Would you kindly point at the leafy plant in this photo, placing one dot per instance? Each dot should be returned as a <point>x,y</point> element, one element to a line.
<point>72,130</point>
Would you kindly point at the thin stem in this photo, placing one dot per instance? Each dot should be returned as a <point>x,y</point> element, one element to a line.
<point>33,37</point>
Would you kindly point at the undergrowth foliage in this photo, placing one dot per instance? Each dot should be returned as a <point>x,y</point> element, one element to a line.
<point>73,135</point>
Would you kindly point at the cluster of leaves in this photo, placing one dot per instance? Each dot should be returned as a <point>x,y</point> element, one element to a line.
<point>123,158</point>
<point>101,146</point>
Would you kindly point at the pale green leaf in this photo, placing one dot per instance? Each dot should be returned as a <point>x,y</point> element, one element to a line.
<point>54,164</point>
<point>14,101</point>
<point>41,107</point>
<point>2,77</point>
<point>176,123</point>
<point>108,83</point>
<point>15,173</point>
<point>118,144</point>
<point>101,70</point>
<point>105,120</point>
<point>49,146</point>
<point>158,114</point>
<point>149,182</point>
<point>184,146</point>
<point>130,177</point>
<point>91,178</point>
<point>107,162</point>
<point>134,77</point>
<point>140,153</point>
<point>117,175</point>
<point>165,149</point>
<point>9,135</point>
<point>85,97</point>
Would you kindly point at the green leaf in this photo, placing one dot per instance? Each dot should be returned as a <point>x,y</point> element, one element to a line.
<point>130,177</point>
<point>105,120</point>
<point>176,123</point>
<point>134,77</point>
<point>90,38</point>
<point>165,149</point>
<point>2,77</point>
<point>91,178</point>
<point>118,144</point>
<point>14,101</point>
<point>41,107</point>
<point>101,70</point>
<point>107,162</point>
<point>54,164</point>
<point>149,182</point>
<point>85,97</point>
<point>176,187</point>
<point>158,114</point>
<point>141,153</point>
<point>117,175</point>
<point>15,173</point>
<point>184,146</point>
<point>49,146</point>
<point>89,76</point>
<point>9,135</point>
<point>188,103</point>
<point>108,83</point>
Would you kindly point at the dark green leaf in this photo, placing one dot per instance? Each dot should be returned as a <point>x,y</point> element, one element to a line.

- Your instructions
Output the line containing "Would you kindly point at the green" and all lines after it to the end of the records, exactly as given.

- Reply
Would you kindly point at the green leaf in this photo, placing one dot per instance? Each dot should be returned as a <point>x,y</point> element, one element to a line.
<point>130,177</point>
<point>105,120</point>
<point>176,123</point>
<point>134,77</point>
<point>90,38</point>
<point>165,149</point>
<point>2,77</point>
<point>91,178</point>
<point>118,144</point>
<point>14,101</point>
<point>41,107</point>
<point>101,70</point>
<point>107,162</point>
<point>54,164</point>
<point>149,182</point>
<point>85,97</point>
<point>176,187</point>
<point>158,114</point>
<point>141,153</point>
<point>117,175</point>
<point>15,173</point>
<point>184,146</point>
<point>49,146</point>
<point>89,76</point>
<point>9,135</point>
<point>188,103</point>
<point>108,83</point>
Would you kindly point at the dark green leaf in this photo, placing one dot per instance? Each dot should be returned as a <point>x,y</point> element, one element to a line.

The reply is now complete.